**Problem to work on**:
For each line below that contains the string "bowl", copy that line.

**Records shown**:
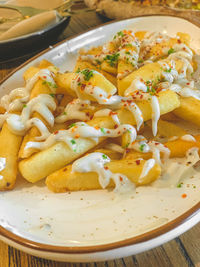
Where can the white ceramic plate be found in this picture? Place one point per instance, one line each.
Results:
(97, 225)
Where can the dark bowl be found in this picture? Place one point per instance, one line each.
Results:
(20, 46)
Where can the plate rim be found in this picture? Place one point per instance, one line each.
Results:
(147, 236)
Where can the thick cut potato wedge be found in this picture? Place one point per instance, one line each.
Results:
(39, 88)
(189, 110)
(64, 81)
(47, 161)
(87, 65)
(152, 71)
(65, 180)
(9, 148)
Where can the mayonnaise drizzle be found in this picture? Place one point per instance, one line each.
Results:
(2, 165)
(82, 130)
(74, 110)
(95, 162)
(188, 137)
(15, 100)
(42, 104)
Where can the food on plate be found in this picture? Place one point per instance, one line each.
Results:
(112, 122)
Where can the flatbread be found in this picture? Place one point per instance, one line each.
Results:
(123, 10)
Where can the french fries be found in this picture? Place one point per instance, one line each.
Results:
(66, 180)
(189, 110)
(110, 132)
(9, 148)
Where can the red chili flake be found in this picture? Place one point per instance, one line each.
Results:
(137, 162)
(83, 86)
(112, 113)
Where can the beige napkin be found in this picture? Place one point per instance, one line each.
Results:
(36, 23)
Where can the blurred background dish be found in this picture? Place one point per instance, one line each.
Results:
(21, 34)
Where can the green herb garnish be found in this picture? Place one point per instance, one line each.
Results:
(72, 125)
(142, 147)
(73, 142)
(170, 51)
(112, 59)
(104, 156)
(103, 130)
(87, 74)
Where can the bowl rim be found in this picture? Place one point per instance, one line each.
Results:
(147, 236)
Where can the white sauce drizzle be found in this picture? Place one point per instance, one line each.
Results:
(95, 162)
(73, 110)
(19, 124)
(82, 130)
(188, 137)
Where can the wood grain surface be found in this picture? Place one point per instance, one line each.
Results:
(183, 251)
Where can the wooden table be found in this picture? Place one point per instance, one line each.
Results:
(183, 251)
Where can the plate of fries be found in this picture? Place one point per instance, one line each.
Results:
(99, 142)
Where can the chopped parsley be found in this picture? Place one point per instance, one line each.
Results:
(72, 125)
(112, 59)
(170, 51)
(104, 156)
(78, 70)
(142, 147)
(128, 45)
(87, 74)
(73, 142)
(140, 61)
(120, 33)
(98, 61)
(103, 130)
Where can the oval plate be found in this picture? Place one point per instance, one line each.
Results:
(96, 225)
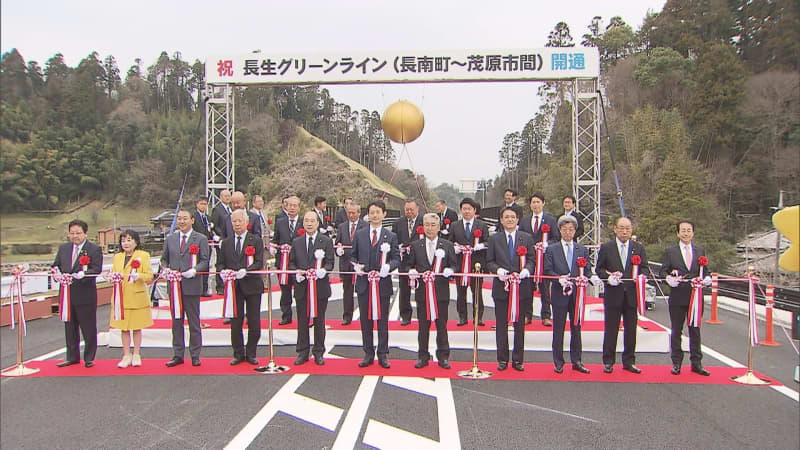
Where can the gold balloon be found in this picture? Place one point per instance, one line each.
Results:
(403, 122)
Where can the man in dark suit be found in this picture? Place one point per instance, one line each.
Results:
(82, 293)
(561, 260)
(368, 245)
(532, 224)
(503, 259)
(176, 256)
(219, 216)
(462, 233)
(443, 212)
(406, 230)
(423, 258)
(344, 236)
(613, 263)
(679, 267)
(303, 256)
(286, 228)
(249, 286)
(570, 209)
(202, 224)
(254, 224)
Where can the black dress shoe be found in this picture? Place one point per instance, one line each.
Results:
(66, 363)
(631, 368)
(174, 362)
(579, 367)
(366, 362)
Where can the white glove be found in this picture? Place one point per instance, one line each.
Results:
(672, 281)
(502, 273)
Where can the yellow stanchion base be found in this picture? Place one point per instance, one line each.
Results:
(271, 368)
(474, 373)
(749, 378)
(18, 371)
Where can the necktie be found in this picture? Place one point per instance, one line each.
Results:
(569, 256)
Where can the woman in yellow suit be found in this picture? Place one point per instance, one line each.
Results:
(134, 294)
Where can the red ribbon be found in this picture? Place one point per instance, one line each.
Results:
(512, 286)
(117, 301)
(695, 316)
(430, 295)
(374, 295)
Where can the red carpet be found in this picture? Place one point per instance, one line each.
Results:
(400, 368)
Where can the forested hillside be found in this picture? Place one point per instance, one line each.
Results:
(703, 106)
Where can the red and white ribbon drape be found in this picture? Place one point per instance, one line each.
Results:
(229, 297)
(16, 296)
(175, 296)
(117, 300)
(695, 316)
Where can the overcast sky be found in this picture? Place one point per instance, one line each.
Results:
(464, 123)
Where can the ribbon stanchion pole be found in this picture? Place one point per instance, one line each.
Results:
(19, 370)
(271, 367)
(477, 294)
(770, 340)
(749, 377)
(714, 293)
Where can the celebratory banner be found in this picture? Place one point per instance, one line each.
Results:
(295, 67)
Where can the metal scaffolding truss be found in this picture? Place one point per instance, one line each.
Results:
(586, 156)
(220, 138)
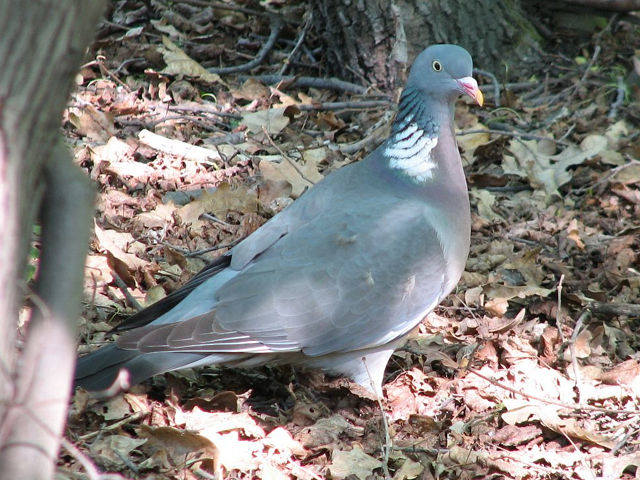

**Task output**:
Where can the dark bowl be found in this picture? Place one point per instance, one line each.
Where can the bowl rim be found in this picture? Place one point per instance, one line each.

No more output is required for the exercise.